▶ **Work instructions**
Would you reproduce exactly the lines below from the one holding "Target: palm tree" through the one holding "Target: beach shoreline", inclusive, and no others?

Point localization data
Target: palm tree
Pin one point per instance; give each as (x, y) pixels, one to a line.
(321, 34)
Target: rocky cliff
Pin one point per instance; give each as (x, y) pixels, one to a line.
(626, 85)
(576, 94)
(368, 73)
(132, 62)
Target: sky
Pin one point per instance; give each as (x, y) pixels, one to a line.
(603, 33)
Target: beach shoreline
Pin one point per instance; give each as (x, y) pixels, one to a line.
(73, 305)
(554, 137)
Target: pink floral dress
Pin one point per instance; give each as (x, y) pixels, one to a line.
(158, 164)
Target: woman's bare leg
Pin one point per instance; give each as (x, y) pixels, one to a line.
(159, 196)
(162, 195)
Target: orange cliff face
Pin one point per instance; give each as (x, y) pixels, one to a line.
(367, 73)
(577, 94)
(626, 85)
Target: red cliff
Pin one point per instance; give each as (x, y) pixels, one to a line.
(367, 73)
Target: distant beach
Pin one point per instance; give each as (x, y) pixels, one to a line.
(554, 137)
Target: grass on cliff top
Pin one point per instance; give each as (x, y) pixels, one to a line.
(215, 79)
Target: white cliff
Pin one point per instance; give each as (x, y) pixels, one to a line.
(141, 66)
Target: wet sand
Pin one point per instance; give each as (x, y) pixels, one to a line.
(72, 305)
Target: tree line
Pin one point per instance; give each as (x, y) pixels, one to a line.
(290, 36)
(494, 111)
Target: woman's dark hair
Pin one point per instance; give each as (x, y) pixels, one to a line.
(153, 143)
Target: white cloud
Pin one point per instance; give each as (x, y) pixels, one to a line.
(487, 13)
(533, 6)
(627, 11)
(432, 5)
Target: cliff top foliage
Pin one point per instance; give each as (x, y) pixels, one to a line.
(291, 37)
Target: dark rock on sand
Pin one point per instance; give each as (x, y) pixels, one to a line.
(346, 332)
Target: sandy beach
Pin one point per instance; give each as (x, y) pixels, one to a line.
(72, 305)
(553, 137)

--

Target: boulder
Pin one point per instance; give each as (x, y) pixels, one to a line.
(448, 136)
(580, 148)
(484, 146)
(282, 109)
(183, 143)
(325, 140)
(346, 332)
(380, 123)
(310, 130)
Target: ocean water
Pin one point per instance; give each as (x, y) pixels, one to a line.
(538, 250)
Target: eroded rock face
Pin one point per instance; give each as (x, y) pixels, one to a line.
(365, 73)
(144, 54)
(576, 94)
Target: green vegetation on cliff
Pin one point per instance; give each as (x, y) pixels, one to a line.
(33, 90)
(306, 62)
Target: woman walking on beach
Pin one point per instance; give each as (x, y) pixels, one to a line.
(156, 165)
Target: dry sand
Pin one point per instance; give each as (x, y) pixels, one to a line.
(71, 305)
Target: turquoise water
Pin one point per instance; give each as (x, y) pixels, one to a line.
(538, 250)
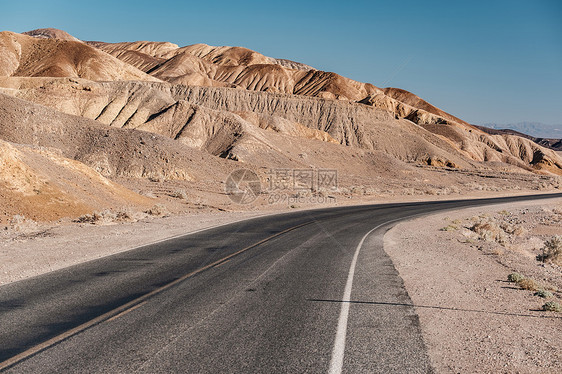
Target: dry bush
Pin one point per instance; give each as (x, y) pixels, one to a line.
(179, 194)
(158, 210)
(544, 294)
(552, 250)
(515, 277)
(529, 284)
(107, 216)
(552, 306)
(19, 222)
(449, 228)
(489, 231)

▶ **Result for this exercise**
Target: palm tree
Pin one point per instance; give each as (x, y) pixels, one to a line.
(321, 34)
Target: rocky cliff
Pin one point per instance; give each as (x, y) pixels, one to a line.
(626, 85)
(576, 94)
(368, 73)
(132, 62)
Target: sky
Pin one point per instance; give each as (x, y) pixels, one to a line.
(603, 33)
Target: beach shoreline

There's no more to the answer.